* Data provided:
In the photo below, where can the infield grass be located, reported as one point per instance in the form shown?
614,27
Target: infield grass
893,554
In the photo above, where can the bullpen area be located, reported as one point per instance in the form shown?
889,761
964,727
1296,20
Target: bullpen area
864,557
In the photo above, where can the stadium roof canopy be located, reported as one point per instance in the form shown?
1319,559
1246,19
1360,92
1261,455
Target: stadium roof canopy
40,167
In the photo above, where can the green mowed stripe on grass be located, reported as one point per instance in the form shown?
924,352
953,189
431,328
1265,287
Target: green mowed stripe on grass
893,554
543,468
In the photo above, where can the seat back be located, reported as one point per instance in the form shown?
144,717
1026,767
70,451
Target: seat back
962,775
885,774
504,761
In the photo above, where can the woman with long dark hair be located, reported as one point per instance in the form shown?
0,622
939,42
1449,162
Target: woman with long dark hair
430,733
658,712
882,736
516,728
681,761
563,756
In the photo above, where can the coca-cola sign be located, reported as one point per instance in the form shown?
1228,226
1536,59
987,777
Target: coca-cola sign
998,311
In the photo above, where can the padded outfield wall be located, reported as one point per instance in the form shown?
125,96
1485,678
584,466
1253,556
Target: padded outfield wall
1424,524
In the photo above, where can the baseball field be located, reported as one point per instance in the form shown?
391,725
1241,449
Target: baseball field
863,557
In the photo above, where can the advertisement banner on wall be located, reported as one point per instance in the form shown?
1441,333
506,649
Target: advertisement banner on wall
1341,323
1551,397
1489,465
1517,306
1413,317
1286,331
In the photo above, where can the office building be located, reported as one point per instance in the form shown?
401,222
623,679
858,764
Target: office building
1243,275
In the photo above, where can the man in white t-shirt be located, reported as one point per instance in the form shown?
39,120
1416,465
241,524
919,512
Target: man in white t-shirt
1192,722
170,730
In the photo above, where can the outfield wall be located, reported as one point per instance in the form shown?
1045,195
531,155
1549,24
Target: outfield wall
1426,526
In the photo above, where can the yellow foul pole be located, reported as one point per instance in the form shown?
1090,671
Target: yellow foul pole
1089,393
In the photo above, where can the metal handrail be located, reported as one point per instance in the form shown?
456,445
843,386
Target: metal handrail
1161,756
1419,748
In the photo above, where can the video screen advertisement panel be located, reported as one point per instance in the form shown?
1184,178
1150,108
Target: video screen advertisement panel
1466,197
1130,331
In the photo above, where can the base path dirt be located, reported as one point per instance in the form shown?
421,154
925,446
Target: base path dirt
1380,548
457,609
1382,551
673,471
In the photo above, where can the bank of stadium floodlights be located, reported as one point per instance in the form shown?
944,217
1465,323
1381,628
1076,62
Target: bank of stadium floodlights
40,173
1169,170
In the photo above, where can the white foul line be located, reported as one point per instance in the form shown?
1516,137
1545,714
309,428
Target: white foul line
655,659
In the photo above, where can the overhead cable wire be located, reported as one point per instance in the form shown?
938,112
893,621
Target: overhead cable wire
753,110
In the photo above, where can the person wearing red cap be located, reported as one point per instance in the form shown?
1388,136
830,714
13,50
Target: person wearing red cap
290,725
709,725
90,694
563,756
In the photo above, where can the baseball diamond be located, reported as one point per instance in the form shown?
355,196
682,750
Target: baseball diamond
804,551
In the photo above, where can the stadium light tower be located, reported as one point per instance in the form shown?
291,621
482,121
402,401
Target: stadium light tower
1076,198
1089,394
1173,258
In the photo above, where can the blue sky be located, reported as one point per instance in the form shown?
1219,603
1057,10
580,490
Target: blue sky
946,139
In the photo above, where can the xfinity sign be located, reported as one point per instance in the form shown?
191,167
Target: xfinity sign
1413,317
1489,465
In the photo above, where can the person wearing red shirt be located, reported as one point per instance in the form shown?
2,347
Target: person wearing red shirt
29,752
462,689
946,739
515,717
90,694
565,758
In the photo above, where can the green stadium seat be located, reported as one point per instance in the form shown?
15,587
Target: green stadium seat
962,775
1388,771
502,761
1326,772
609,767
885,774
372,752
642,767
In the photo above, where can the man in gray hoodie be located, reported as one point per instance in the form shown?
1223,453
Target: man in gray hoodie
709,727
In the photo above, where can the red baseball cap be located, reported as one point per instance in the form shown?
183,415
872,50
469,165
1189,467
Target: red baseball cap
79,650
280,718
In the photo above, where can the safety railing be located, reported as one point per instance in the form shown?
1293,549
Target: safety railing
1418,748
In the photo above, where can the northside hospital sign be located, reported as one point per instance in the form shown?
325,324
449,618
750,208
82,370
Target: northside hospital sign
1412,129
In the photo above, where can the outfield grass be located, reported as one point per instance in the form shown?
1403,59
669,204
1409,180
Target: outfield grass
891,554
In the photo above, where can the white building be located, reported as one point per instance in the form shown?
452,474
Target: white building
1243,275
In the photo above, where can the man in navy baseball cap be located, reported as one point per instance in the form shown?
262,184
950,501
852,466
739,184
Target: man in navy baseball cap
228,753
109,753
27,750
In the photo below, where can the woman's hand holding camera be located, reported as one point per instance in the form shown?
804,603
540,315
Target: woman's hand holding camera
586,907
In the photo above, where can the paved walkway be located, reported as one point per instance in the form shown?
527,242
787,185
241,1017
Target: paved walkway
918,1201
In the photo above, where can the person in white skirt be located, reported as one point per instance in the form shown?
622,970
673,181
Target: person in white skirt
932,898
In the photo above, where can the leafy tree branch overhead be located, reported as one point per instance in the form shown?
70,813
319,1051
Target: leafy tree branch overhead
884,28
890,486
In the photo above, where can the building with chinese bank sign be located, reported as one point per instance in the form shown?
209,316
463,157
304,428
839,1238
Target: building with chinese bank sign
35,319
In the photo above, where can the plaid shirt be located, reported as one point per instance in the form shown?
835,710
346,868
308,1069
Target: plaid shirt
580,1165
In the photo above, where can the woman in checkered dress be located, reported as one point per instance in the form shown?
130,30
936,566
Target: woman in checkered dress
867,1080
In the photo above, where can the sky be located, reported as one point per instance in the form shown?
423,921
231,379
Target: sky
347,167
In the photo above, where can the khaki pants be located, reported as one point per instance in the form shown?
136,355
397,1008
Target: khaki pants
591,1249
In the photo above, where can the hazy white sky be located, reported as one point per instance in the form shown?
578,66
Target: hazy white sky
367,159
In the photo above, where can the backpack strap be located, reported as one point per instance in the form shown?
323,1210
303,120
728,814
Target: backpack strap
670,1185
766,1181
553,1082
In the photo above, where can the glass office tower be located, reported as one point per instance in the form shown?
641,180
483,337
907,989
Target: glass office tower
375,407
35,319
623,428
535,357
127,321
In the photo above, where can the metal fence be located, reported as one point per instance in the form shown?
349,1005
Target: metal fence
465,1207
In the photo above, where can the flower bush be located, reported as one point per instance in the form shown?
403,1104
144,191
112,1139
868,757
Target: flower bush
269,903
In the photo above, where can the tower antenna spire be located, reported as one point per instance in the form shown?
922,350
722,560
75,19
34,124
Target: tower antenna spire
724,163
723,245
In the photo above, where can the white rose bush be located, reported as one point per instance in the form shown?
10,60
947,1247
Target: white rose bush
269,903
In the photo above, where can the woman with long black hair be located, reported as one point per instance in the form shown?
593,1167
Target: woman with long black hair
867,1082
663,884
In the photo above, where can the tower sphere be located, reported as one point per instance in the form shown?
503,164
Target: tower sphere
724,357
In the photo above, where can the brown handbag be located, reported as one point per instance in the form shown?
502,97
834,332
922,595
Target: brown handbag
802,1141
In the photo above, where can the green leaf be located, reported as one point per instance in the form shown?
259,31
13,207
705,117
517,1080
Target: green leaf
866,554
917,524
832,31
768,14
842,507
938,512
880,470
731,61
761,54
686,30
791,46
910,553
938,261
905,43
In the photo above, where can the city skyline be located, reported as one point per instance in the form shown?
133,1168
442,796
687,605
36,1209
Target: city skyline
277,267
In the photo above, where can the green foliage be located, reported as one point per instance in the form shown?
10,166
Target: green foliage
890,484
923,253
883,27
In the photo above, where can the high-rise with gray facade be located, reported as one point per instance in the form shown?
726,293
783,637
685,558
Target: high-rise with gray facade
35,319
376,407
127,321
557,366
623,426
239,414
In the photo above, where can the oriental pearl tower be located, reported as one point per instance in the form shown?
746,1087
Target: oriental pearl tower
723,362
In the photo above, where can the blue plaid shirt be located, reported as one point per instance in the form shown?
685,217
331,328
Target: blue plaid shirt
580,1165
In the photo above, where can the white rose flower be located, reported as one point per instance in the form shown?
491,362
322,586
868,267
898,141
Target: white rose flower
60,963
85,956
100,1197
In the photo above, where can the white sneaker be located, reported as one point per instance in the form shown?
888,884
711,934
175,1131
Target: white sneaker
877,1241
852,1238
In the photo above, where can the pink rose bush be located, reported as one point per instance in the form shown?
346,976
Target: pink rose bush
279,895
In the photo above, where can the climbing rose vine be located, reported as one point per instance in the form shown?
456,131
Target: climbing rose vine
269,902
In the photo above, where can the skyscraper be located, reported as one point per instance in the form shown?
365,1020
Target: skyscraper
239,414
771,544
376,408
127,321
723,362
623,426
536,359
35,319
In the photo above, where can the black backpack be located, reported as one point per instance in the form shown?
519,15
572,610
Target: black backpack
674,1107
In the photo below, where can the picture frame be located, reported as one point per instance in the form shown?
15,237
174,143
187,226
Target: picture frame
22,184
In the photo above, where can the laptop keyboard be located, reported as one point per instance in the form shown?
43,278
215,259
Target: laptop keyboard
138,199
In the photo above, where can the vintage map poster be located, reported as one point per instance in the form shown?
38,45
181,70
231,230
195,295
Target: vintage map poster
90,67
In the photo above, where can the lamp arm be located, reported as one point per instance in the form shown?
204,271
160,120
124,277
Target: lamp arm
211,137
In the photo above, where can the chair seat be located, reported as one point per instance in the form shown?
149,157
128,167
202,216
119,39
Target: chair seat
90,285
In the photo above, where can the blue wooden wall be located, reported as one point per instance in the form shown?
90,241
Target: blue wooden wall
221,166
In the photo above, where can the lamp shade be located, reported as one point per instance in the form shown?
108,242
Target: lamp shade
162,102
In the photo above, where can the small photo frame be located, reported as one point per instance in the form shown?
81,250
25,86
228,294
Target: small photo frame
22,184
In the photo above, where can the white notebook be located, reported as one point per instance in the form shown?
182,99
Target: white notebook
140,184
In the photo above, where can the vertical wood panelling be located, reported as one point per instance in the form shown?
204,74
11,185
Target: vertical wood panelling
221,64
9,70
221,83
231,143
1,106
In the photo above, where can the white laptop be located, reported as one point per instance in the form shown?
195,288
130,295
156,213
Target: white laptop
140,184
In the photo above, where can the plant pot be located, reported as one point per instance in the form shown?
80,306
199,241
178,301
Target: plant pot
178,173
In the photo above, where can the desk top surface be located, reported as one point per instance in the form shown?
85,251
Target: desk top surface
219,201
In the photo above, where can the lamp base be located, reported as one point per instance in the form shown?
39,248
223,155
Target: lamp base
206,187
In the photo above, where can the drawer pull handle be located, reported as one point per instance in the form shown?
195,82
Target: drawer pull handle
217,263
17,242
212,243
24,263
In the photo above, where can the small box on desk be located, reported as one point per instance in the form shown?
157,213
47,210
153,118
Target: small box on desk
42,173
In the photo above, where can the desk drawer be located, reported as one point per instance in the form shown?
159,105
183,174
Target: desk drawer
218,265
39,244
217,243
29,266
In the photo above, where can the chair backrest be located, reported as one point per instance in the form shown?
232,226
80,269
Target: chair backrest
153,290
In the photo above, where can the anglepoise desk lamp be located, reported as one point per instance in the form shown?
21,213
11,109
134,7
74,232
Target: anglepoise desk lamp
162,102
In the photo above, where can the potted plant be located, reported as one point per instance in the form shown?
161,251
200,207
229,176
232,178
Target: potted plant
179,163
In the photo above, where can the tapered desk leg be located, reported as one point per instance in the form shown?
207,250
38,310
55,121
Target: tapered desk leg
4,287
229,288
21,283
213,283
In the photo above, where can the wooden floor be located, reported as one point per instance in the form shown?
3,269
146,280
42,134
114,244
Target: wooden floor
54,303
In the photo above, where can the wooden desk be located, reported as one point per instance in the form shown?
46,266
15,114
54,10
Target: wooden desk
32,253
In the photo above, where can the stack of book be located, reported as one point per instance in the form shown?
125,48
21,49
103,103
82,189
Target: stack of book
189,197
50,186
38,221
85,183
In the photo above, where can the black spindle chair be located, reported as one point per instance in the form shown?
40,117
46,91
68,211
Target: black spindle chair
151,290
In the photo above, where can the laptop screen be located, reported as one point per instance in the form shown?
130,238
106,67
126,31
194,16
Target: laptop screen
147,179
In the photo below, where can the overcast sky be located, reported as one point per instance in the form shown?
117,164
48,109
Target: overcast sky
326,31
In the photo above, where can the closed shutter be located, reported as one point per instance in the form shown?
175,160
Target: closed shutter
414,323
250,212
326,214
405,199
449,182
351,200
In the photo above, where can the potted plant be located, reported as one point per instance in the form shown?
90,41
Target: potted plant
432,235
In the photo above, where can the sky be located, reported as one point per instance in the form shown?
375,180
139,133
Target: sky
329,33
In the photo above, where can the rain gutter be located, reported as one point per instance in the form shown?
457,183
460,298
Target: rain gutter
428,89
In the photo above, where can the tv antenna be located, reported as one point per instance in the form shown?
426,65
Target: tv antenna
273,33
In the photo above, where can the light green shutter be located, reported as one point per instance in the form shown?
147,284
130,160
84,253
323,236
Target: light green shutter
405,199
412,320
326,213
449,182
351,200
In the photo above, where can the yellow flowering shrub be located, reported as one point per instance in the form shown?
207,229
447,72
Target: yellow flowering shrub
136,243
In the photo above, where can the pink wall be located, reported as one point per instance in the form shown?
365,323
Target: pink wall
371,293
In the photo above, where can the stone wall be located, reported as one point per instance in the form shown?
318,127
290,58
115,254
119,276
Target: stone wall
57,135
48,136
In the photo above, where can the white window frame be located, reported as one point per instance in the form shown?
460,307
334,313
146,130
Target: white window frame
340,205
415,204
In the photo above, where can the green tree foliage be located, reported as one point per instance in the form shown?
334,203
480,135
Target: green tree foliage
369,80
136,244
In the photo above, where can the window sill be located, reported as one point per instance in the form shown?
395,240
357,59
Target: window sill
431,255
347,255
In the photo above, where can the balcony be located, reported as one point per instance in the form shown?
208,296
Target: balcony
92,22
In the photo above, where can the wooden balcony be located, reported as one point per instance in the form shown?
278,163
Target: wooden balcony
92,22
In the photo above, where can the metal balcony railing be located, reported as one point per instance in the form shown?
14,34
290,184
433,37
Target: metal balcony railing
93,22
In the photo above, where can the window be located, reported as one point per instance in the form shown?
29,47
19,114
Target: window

* Work instructions: Repeat only what runs from the line holding "In the photo above, where can the balcony" to the end of the data, keeping every line exactly as written, first and last included.

* The result:
In the photo above, where can the balcony be located, reported as one point per instance in the form shown?
208,296
Target: balcony
92,22
In the photo above, where can the wooden balcony be located, reported as one point per instance in the form shown?
278,163
Target: wooden balcony
92,22
In the photo above, where can the metal balcony railing be located, reported as one point per instance in the form shown?
14,34
290,184
433,37
Target: metal balcony railing
93,22
In the photo above, where can the window be located, reported as one point per instance in the form shown?
29,47
19,114
Target: window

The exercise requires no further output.